─── Text section
"I’ll take Ancient Mesopotamia for 500!”: The Interactive Classroom

TRCA pair of students in a 6th grade Social Studies class engages classmates in an online Jeopardy review game. Why doesn’t the pair need to review? They already did while they were designing the game. Across the city, budding chemists manipulate variables in a simulated experiment too costly and potentially dangerous to conduct in “real life”. “I wonder what would happen if…” one students muses as she adds another compound. “Your team has 3 minutes to crack this code!” appears on the screen in a math classroom. Students hurriedly confer and use their Smartphones to contribute responses to a poll displayed on the Smartboard. What is common to all these student-centered learning moments is physical and intellectual engagement with content, one another, and the interactive learning software available to all CPS educators, SMART Notebook.

Interactive whiteboards, Brightlink projectors, iPads, and Chromebooks are changing the way CPS teachers teach and their students learn. This year, as part of an ICTS Department goal to further integrate interactive learning resources into instruction, many ICTS teachers led or supported professional development courses that explored designing new curriculum--for individual, small and whole group learning--that utilizes interactive technologies. Due to the different learning needs and available technologies across schools and grade levels, different courses were designed and delivered to teachers in K-2, 3-5, 6-8, and 9-12 cohorts district-wide. Targeting instruction to grade-level cohorts was a new professional development strategy this year, one that positively impacted teacher learning and collaborative curriculum design.

CPS educators came together to explore, learn, create interactive lessons, and share best practices in collegial and supportive environments. The courses addressed the following questions: How can I use my interactive whiteboard/projector and Smart Notebook software as instructional, student performance and assessment tools? What interactive resources are available to me? How can collaborating with others help me develop my interactive teaching skills, identify opportunities to use them and to create lesson plans that embed the thoughtful use of interactive resources? Topics included teaching with SMART Notebook, web-based interactive content, integrating Google Drive and Classroom and 21st century classroom management. 

TRCMany participants chose to focus on integrating SMART Notebook software into their instructional repertoire. Now that the District has a license for all school-owned computers as well as teacher personal computers, it’s a great time to explore this game changer for versatile, engaging, differentiated learning! But why should busy teachers open SMART Notebook when they’ve got Google Classroom, Google Slides, iLife, and other tools? SMART Notebook allows users to build and manage interactive, multimedia rich lesson content...easily. What sets it apart is an unlimited number of savable screens, a wide range of pen and highlighter tools, the ability to layer and stack “objects”--shapes, text, digital ink, images--on a digital canvas, add and save digital ink annotations to websites and files, transform equations into manipulable graphs, easily embed audio, video, 3D, and other interactive learning objects that allow students to manipulate ideas and understand complex concepts visually. What’s more, two robust lesson recording features can be used to archive lessons, creating 24/7 access to learning.
──────
─── Rows
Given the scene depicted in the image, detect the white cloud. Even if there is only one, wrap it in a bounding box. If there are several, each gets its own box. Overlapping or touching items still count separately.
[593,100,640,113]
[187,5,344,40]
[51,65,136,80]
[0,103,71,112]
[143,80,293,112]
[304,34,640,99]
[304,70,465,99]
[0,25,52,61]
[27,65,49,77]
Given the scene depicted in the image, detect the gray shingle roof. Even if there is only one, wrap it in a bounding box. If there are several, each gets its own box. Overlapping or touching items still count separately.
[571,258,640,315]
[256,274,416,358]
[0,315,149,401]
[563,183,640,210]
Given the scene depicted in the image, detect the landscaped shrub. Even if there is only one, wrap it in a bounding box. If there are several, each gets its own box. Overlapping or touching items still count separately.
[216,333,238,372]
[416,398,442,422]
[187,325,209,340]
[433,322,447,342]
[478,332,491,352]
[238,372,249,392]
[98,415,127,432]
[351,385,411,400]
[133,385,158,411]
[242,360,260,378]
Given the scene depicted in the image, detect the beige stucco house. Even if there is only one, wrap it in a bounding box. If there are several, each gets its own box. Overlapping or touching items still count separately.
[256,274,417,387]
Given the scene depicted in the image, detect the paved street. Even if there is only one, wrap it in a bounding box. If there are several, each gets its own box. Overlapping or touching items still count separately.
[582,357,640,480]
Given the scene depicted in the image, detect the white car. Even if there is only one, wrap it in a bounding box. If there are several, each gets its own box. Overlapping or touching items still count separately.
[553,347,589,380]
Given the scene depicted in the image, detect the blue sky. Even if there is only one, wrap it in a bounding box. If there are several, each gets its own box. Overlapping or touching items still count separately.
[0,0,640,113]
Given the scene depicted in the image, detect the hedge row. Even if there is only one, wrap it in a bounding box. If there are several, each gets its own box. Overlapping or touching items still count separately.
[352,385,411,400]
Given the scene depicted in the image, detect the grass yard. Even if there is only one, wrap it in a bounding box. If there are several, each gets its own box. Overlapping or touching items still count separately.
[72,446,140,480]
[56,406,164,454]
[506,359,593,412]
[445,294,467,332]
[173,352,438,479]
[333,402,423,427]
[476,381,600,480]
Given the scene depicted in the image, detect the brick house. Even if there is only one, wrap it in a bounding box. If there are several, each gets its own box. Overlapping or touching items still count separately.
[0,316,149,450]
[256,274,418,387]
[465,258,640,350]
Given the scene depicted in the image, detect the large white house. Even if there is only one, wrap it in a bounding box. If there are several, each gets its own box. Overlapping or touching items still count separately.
──────
Tasks and exercises:
1 – Repeat word for word the part of the interactive classroom article starting with "CPS educators came" and going on through "century classroom management.".
2 – Write the next part of the interactive classroom article, picking up right after its final sentence.

Answers to the exercise:
1 –
CPS educators came together to explore, learn, create interactive lessons, and share best practices in collegial and supportive environments. The courses addressed the following questions: How can I use my interactive whiteboard/projector and Smart Notebook software as instructional, student performance and assessment tools? What interactive resources are available to me? How can collaborating with others help me develop my interactive teaching skills, identify opportunities to use them and to create lesson plans that embed the thoughtful use of interactive resources? Topics included teaching with SMART Notebook, web-based interactive content, integrating Google Drive and Classroom and 21st century classroom management.

2 –
Ultimately, the goal is to put this powerful learning technology in the hands of learners--having students design content for one another-- but where can a teacher new to the software begin? What are some features teachers can use to quickly create interactive lessons and promote collaboration amongst their students...this week? Look no further than the below:

The Gallery: Lesson Activity Toolkit 2.0
SMART Notebook comes with activity templates that can be easily customized in a variety of ways for learners across grades and disciplines. Sorting, ranking, multiple choice, keyword, Venn diagram, and fill-in-the-blank drag and drop activities can all be found within a folder in the Gallery  called the Lesson Activity Toolkit 2.0. The Tools folder in the Gallery is another important first stop. There you will find random word, group, and number generators, click-and-reveal activities, hide and reveal activities, a “question flipper”, a scoreboard and much more.

Lesson Activity Builder: Assess Student Responses Delivered by Phone, and More
The Lesson Activity Builder contains six visually engaging activity templates--sorting, matching, ranking, label revealing, “speedway” multiple choice, and a Notebook version of Padlet--that are even faster to access and edit than items in the Lesson Activity Toolkit! Teachers can even import class lists into many of them. A huge Lesson Activity Builder hit amongst CPS teachers was the activity Shout It Out (a Notebook version of Padlet) that enables students to respond to questions on a “group canvas” using their phones or other 1:1 device (tablet, computer). Shout It Out is a CPS approved tool so no parent permission form is required for this powerful student response/collaboration tool.

The Smart Exchange: Interactive Lessons by Teachers for Teachers
Need an interactive lesson on slope for tomorrow? No problem! Head to the Smart Exchange through the Notebook software or click here.  Teachers can search by subject, keyword, or grade level, scan results for files that have been downloaded and “liked” frequently, quickly preview them, edit if necessary, save and upload them to Google Drive. Once in Drive, the files can be downloaded and opened on any device with Smart Notebook installed. 

With SMART Notebook and a host of other interactive resources, teachers can easily differentiate instruction, increase engagement and challenge students to think critically, creatively and collaboratively in novel ways. Please contact your building ICTS technician for installation on classroom computers. Please contact your school-based ICTS team for the license and user agreement for installation on personal machines as well as training and curriculum design support.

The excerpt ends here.